Tasks for this exercise:
[1] In the post below about the visit with Master 4 and Miss 2, what time were the hands of the heirloom clock usually set to read?
[2] Write the next part of the post below about the visit with Master 4 and Miss 2, picking up after its final sentence.

Text:
I had such a good time with Master 4, Miss 2 and their mother on Friday. It was a welcome break in the middle of another day getting through more ‘to do’ list items.
One of the reasons it’s so refreshing being with young children is the enthusiasm with which they tackle things. They have no fear of making mistakes. As we were looking at the pictures in the story together I suggested “Find the picture on the wall,” to Miss 2. She pointed to the clock on the wall on another page. “Yes, that’s the clock. Can you find another picture on the wall?” In the end I had to point it out to her. Did that bother Miss 2? Not a bit. Beside us, Master 4 was doing some water painting. He was happily sloshing water around on the page, and the image was messily appearing. It didn’t worry him in the slightest that the green and the orange were merging – he was having fun!
Although it has now been repaired, for years the heirloom clock (given to DH’s grandfather after 40 years in the railway workshops) sat atop our piano, but didn’t go. For some reason the hands were usually set to read five past seven, and when asked the time, someone in the family (no prizes for guessing who….) would almost always point to the clock and say “It’s five past seven, isn’t it always?”.

Supplied material:
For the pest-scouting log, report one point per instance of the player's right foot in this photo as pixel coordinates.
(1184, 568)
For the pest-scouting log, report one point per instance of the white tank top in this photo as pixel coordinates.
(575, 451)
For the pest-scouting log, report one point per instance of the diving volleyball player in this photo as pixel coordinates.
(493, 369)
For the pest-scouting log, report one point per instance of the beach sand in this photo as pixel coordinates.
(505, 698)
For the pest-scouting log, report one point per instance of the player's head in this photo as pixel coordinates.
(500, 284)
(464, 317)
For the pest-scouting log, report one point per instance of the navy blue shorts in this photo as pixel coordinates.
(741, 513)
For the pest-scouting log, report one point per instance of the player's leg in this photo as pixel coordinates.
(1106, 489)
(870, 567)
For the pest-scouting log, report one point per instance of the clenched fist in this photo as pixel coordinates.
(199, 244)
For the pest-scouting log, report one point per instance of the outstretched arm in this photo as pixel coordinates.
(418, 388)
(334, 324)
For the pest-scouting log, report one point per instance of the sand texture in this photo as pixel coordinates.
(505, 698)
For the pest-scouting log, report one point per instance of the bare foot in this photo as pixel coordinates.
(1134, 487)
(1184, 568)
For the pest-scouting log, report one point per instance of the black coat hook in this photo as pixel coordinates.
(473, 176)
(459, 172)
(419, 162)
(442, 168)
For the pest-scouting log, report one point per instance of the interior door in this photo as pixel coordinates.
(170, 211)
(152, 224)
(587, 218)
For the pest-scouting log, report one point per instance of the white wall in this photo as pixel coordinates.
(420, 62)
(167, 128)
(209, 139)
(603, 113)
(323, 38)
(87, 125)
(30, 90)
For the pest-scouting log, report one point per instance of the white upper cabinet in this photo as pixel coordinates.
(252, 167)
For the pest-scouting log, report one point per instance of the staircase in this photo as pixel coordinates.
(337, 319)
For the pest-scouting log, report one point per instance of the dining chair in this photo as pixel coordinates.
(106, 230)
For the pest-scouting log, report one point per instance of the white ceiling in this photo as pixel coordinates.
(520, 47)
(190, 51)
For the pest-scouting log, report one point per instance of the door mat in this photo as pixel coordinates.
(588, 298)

Solved problems:
[1] Five past seven.

[2]
Today I went to a lovely dinner with library colleagues, to celebrate a significant birthday for one of our number. Imagine my delight to realise the clock on the restaurant’s mantelpiece didn’t go, and the hands were set to …..
(Sorry it’s such a blurry photo – but I hope you can see the time reads five past seven!)
In 2010 I took a photo every day (or mostly – if I missed a day I just took an extra photo the day after). I love the photographs that were put into my Project 365 album, and look at them often.
There are many photographs in each month’s computer folder for 2010, because I always had my camera with me. I was constantly looking out for opportunities to capture at least something of my day. I often had several very different images to choose from when it came to selecting the photo that would represent that day, and the others remain in the folders and instantly bring back memories when I review them.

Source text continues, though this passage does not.